___ BRANO CITATO
R: No. In medicina bisogna essere pragmatici e tenere sempre sotto controllo il rapporto costo/beneficio è fondamentale. E per costo non intendo la spesa ma il costo sulla salute.
D: Quindi lei crede che sia giunto il momento per ripartire?
R: Non lo dico io, lo dicono i numeri. I dati dimostrano che la malattia sta perdendo aggressività rispetto a 30 giorni fa. Ancora i miei colleghi epidemiologi e virologi non ne hanno capito il motivo ma è un dato di fatto. La cosa certa è che i malati di oggi sono decisamente meno impegnativi di quelli del mese scorso.
D: Questo dipende da una terapia finalmente consolidata?
R: Non c’è una terapia unica. Abbiamo un ventaglio di farmaci e terapie che senza entrare nel dettaglio, dati alla mano, hanno fatto calare sensibilmente i numeri dei ricoverati. Per non parlare delle terapie intensive che hanno visto, fortunatamente, un crollo di presenze. È una concomitanza di più fattori e della bravura dei clinici italiani che sono riusciti a capire una malattia completamente nuova in soli 2 mesi… Medici di medicina generale, internisti, pneumologi, cardiologi, anestesisti, anatomopatologi. Solo per citare quelli in primissima linea. Loro hanno capito che il malato va curato da subito a casa, da qui l’importanza di una medicina del territorio che in futura andrà incrementata.
D: Infatti abbiamo anche assistito alla chiusura del reparto Covid-19 del Nuovo San Giovani di Dio, ospedale fondamentale del tessuto fiorentino. E il fatto che ci stiamo avviando alla bella stagione?
R: Da sempre il bel tempo e il caldo vedono una diminuzione di questo genere di patologie. Vorrei però fare anche un applauso alla popolazione. Gli italiani si sono dimostrati coscienziosi. Al di là delle previsioni. Però adesso è necessario ripartire chiaramente con tutte le precauzioni del caso.
D: Un medico che dice che è necessario ripartire?
R: La povertà, è dimostrato, crea sempre un peggioramento dello stato di salute delle persone: alimentazione, igiene, condizioni di vita scadenti determinano senza alcun dubbio la qualità clinica dell’individuo. Quindi miseria uguale malattie!!!
D: Ma non c’è timore di un rialzo del tasso di contagio?
R: L’apertura alla “normalità” porterà sicuramente a un rimbalzo del famoso fattore R0 che ormai tutti conosciamo. Ma questo non deve spaventare perché oggi il Sistema Sanitario Nazionale è più che pronto ad affrontare la situazione, sia a livello di attrezzature, sia di preparazione medica.
D: E le scuole?
______
• **COSA FARE**
Riporta senza modifiche il tratto dell'intervista sulla ripartenza durante il Covid-19 che va da "D: Infatti abbiamo" fino a "precauzioni del caso.".
___ VOCI FORNITE
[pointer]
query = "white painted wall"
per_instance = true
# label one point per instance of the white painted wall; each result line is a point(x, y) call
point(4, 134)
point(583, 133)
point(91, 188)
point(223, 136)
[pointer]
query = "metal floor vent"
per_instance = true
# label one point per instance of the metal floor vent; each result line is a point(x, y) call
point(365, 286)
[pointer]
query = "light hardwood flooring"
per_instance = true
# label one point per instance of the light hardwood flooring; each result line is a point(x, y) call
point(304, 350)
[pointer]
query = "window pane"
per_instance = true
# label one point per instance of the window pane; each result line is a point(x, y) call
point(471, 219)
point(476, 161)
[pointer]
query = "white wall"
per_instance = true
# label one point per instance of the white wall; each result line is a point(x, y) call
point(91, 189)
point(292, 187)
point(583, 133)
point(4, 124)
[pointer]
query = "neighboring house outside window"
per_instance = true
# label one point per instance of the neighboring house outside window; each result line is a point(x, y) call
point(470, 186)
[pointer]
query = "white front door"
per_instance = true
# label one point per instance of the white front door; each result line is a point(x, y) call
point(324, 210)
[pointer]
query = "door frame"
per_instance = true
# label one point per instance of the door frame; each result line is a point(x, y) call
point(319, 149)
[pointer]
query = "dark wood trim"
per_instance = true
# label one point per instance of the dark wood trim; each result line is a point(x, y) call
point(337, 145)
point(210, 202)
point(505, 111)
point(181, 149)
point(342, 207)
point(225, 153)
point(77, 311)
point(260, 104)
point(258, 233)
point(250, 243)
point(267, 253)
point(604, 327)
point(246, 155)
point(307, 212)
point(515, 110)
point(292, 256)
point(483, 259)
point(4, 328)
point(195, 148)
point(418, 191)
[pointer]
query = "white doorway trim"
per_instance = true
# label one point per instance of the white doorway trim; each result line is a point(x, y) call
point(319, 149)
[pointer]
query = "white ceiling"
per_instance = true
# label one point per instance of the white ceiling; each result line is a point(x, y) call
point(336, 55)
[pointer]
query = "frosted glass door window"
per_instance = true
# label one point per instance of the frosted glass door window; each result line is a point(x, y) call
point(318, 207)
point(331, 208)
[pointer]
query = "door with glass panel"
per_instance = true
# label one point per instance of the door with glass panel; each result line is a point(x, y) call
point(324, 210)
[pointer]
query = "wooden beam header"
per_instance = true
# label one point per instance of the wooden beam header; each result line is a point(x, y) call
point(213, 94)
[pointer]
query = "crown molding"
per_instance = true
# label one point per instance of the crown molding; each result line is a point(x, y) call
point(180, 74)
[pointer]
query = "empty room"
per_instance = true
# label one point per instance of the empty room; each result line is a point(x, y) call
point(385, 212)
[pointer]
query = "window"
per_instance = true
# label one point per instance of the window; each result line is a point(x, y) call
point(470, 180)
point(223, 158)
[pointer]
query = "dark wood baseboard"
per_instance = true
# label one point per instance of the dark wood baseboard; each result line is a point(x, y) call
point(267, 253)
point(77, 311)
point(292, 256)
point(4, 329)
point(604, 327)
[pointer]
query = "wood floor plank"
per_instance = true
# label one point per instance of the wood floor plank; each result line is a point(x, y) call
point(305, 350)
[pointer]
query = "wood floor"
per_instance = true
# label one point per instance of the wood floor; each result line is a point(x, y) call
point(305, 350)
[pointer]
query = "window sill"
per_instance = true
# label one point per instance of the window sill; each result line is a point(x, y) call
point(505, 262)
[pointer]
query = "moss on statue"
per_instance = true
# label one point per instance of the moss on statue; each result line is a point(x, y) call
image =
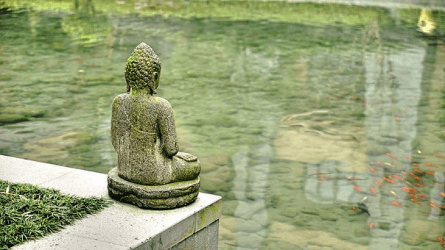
point(151, 173)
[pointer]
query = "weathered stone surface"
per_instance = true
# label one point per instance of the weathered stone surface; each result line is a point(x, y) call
point(151, 173)
point(158, 197)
______
• **SPAZIO RISPOSTA**
D: Infatti abbiamo anche assistito alla chiusura del reparto Covid-19 del Nuovo San Giovani di Dio, ospedale fondamentale del tessuto fiorentino. E il fatto che ci stiamo avviando alla bella stagione?
R: Da sempre il bel tempo e il caldo vedono una diminuzione di questo genere di patologie. Vorrei però fare anche un applauso alla popolazione. Gli italiani si sono dimostrati coscienziosi. Al di là delle previsioni. Però adesso è necessario ripartire chiaramente con tutte le precauzioni del caso.